- Born: February 2, 1946
- Education: Stanford University, Harvard University
- Awards: Franz Boas Award for Exemplary Service to Anthropology
- Scientific career
- Fields: Anthropology
- Workplaces: Pitzer College, University of California, Santa Cruz
- Doctoral advisor: Klaus-Friedrich Koch

= Don Brenneis =

American anthropologist

Donald Lawrence Brenneis (born February 2, 1946) is an American anthropologist and professor of anthropology at the University of California, Santa Cruz. Brenneis served as president of the American Anthropological Association (2002–2003). He became co-editor of the Annual Review of Anthropology as of 2010. He has served two terms as director of the American Council of Learned Societies.

Brenneis has worked in linguistic and political anthropology specializing in the culture and society of Fiji, particularly Fiji's Indian community. Through his work he examines the intersections of communication, performance, and power.

==Education==
Brenneis' father worked for the United States Forestry Service. As a result, the family lived in various locations while he was growing up, including San Francisco, Philadelphia, Albuquerque, New Mexico and Taos, New Mexico.
In 1963, Brenneis entered Stanford University. He spent part of 1964 as an exchange student at Keio University, Tokyo, Japan and part of 1965 in Vienna, Austria. He received his bachelor's degree in I967 and volunteered with the Peace Corps in Nepal from I967-1968.

--------------------------------------------------

> OBJECTIVE: Can you copy the Brenneis article from the words "Donald Lawrence Brenneis" through "Taos, New Mexico.", substituting "editor" for "co-editor"? The records after this point are unrelated to the Brenneis article.

> MATERIAL SHOWN:
--------------------------------------------------

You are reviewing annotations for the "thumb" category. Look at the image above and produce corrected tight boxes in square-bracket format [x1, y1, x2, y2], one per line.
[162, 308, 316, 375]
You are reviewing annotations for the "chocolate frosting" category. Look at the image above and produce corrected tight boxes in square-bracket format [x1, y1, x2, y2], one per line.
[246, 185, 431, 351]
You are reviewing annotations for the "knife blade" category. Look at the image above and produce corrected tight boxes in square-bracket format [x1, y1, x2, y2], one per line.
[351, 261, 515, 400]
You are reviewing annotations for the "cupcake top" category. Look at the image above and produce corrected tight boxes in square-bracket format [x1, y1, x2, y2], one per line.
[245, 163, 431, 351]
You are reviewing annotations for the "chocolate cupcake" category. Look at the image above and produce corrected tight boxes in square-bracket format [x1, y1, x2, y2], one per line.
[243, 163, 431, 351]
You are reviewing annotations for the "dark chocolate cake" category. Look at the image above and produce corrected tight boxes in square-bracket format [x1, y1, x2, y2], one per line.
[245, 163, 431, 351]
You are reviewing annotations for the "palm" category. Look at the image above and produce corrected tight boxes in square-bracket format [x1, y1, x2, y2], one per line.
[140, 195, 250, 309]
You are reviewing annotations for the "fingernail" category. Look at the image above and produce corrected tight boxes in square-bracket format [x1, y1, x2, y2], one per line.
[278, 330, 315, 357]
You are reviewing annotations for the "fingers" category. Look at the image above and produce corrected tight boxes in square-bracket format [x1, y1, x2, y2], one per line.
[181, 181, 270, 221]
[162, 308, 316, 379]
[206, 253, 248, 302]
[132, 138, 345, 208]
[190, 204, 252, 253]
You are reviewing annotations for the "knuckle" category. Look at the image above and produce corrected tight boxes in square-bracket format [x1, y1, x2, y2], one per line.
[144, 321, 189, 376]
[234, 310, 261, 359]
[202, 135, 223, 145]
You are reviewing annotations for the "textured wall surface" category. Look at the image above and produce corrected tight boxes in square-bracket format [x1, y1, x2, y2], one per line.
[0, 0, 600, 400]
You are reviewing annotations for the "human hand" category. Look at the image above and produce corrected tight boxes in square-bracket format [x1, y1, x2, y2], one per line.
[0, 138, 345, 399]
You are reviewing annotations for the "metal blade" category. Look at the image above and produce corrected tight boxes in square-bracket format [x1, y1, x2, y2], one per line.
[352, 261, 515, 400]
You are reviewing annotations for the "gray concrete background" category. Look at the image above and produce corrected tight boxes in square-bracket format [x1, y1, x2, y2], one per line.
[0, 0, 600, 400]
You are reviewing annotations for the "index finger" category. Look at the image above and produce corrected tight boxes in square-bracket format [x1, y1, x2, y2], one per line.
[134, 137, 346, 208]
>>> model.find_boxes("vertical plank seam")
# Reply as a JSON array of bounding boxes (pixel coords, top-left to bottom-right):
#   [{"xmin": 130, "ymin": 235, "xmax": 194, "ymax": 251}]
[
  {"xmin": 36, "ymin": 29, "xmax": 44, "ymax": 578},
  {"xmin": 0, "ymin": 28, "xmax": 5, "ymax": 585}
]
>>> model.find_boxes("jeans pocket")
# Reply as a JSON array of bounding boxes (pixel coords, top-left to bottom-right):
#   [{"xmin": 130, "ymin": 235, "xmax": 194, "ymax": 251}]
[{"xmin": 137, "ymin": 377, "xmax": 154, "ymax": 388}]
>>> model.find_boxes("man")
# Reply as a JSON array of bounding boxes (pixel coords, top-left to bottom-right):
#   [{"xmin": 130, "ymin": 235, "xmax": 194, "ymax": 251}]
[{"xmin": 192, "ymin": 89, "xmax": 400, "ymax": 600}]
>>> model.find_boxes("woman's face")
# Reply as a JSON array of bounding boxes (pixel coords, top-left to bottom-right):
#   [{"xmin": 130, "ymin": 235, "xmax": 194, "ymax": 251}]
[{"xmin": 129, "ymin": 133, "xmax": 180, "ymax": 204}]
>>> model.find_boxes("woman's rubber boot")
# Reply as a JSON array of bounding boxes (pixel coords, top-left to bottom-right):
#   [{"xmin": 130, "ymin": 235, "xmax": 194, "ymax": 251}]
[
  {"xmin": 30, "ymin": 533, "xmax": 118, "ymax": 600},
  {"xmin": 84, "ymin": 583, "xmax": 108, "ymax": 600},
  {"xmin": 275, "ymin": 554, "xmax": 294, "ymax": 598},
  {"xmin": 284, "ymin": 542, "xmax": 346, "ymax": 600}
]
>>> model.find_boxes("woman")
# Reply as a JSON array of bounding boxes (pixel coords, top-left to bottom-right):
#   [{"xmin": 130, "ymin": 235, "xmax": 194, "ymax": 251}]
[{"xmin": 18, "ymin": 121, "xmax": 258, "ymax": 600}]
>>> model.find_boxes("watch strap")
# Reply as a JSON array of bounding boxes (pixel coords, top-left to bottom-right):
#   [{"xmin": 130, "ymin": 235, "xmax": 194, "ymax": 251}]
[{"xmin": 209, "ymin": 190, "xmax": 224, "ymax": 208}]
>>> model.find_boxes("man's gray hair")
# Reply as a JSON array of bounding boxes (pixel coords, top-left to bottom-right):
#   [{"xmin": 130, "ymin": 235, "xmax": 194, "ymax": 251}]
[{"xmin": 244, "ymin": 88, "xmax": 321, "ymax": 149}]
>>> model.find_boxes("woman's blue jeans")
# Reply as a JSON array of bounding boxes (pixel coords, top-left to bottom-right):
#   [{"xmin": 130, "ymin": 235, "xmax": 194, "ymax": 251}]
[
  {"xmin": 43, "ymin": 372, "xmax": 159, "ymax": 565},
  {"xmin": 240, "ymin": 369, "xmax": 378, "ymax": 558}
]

--------------------------------------------------

> TASK ANSWER:
Donald Lawrence Brenneis (born February 2, 1946) is an American anthropologist and professor of anthropology at the University of California, Santa Cruz. Brenneis served as president of the American Anthropological Association (2002–2003). He became editor of the Annual Review of Anthropology as of 2010. He has served two terms as director of the American Council of Learned Societies.

Brenneis has worked in linguistic and political anthropology specializing in the culture and society of Fiji, particularly Fiji's Indian community. Through his work he examines the intersections of communication, performance, and power.

==Education==
Brenneis' father worked for the United States Forestry Service. As a result, the family lived in various locations while he was growing up, including San Francisco, Philadelphia, Albuquerque, New Mexico and Taos, New Mexico.